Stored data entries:
⁂

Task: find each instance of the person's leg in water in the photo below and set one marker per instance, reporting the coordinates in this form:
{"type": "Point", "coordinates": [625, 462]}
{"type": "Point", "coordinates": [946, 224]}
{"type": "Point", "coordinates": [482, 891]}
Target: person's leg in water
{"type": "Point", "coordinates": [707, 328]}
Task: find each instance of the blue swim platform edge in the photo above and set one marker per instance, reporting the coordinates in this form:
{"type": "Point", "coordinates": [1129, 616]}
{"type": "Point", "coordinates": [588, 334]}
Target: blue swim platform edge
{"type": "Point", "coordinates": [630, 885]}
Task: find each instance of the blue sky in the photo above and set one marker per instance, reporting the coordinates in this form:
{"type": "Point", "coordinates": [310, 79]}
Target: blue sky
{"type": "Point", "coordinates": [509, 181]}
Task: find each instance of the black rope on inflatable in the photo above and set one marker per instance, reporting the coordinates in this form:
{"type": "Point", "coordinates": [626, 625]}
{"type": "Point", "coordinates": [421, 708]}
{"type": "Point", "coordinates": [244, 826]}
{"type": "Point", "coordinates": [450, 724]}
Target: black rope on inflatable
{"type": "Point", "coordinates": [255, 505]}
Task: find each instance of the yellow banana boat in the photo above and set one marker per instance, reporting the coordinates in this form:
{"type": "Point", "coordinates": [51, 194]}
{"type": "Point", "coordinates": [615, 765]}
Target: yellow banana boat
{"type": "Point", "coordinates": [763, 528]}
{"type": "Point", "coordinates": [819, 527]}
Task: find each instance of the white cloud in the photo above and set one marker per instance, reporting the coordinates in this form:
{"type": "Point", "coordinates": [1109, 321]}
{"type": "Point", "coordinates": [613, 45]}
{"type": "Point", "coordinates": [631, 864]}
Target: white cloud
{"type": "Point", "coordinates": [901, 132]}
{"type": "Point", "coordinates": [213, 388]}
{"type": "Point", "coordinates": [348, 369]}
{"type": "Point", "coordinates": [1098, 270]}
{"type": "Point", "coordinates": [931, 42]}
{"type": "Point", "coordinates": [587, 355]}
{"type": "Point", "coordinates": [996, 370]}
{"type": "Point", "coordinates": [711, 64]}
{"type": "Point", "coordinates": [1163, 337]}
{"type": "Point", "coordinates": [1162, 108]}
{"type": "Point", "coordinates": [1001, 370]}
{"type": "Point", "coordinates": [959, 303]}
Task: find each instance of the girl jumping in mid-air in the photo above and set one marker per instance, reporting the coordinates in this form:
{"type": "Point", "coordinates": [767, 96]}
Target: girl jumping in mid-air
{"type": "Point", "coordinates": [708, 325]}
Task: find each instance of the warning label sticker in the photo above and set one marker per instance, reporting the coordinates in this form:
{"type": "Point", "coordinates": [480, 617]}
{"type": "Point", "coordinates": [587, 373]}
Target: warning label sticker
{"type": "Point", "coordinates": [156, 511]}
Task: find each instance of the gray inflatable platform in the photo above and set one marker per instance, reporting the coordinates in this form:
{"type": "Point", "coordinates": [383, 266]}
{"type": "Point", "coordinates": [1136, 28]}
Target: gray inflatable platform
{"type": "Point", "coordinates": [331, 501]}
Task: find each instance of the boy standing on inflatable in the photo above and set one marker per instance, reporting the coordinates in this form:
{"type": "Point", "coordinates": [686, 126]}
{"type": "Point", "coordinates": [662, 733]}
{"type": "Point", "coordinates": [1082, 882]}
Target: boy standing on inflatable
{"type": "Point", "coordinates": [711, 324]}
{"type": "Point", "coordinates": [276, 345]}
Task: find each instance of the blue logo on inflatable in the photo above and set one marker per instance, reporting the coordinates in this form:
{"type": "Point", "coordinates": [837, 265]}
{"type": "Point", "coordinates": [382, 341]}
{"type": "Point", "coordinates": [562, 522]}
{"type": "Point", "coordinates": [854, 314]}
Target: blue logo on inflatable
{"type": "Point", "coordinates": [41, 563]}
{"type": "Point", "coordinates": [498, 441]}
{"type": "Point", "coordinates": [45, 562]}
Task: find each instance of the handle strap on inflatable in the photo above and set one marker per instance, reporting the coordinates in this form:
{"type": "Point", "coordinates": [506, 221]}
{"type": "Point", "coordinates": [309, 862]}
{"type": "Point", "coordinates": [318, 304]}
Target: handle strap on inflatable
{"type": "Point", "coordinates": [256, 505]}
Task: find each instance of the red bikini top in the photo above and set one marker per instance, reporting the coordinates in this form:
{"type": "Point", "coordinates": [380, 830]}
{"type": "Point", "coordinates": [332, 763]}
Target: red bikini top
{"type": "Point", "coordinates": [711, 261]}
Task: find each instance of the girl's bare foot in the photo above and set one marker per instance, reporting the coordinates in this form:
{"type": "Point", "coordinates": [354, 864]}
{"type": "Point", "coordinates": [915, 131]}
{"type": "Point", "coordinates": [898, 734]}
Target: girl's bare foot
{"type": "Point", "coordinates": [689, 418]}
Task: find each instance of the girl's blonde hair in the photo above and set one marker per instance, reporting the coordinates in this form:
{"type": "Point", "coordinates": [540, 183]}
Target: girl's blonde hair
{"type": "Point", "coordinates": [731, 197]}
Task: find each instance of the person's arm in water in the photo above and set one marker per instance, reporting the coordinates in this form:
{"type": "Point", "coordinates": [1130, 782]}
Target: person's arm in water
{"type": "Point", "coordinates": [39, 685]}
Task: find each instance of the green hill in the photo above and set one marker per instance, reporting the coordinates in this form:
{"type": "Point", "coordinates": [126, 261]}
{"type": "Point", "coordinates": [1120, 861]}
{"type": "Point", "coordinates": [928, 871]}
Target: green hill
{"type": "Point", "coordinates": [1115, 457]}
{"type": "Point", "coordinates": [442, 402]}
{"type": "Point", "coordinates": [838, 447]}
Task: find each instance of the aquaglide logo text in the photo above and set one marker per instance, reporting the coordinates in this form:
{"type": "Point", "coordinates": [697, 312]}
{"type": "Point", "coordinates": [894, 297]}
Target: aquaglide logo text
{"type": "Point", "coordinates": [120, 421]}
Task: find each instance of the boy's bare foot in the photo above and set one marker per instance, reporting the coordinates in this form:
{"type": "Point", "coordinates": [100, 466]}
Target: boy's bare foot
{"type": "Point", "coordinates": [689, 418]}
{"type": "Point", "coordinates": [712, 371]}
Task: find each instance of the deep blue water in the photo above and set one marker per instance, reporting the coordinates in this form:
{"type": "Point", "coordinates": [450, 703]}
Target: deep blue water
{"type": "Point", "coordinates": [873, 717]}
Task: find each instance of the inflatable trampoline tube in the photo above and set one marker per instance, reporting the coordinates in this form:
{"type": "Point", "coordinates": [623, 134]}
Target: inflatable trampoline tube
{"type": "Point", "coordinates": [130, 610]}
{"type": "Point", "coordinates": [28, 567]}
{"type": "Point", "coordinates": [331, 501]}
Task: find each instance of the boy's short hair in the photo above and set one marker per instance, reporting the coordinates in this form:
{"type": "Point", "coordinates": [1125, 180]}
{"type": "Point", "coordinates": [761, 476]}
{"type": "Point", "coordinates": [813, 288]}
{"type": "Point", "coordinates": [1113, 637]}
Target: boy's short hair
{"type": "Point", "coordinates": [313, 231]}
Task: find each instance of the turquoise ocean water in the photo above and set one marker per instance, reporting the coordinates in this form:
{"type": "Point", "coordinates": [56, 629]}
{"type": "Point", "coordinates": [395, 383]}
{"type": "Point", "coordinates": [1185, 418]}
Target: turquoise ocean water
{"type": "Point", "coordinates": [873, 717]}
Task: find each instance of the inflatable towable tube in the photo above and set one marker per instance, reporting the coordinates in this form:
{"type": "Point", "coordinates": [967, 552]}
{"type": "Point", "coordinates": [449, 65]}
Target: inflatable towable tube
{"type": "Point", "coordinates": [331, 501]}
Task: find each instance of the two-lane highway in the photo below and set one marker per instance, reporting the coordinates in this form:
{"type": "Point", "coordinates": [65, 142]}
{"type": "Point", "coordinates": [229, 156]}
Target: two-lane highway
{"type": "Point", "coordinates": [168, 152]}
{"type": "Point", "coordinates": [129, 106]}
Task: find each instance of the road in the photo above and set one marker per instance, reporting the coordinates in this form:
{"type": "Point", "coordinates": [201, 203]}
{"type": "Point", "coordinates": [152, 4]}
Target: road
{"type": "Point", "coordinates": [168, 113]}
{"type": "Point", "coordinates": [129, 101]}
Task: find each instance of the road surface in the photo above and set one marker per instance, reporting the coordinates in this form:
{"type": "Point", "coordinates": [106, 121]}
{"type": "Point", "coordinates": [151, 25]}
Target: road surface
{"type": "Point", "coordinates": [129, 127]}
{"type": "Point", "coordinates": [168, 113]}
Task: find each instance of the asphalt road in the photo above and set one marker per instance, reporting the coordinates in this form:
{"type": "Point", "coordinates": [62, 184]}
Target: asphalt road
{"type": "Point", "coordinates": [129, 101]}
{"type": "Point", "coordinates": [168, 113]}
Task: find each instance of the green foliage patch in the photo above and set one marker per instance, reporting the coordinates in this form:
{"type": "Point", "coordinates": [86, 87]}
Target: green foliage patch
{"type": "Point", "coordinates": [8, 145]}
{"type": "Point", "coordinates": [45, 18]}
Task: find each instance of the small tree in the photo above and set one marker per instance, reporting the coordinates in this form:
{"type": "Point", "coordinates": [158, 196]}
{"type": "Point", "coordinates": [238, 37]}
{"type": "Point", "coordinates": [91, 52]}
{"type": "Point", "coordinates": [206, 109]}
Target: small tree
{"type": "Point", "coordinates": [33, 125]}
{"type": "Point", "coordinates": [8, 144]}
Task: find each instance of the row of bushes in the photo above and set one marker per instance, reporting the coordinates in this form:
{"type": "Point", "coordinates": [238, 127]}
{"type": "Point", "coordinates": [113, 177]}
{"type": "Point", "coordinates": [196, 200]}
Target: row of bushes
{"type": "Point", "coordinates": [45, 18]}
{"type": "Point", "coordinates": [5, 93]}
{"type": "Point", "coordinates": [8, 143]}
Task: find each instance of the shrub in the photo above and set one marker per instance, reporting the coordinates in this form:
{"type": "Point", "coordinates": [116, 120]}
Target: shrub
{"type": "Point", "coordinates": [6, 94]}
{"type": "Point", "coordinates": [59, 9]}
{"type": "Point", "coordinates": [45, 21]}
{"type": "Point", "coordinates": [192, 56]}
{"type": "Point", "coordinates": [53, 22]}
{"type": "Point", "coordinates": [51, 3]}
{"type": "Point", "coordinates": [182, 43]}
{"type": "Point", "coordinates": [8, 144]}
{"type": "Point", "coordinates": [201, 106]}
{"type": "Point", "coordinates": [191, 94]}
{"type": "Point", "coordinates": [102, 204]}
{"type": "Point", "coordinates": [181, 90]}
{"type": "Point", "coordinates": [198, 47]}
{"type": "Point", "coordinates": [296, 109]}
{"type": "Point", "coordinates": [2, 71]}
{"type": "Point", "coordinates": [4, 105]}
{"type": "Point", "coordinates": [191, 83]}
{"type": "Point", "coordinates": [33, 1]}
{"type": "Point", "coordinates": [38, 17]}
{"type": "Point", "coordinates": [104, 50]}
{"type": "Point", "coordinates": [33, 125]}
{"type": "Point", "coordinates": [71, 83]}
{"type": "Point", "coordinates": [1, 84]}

⁂

▶ _TASK DETAILS_:
Copy out every line of the records that the string "below" appears in.

▶ _OUTPUT FOR THIS TASK_:
Task: find each instance of the person's leg in water in the photo below and set one marker per instance, reporting the coordinates in this form:
Task: find each instance of the two-lane highway in the photo below and set one marker per instance, reporting the coordinates in this form:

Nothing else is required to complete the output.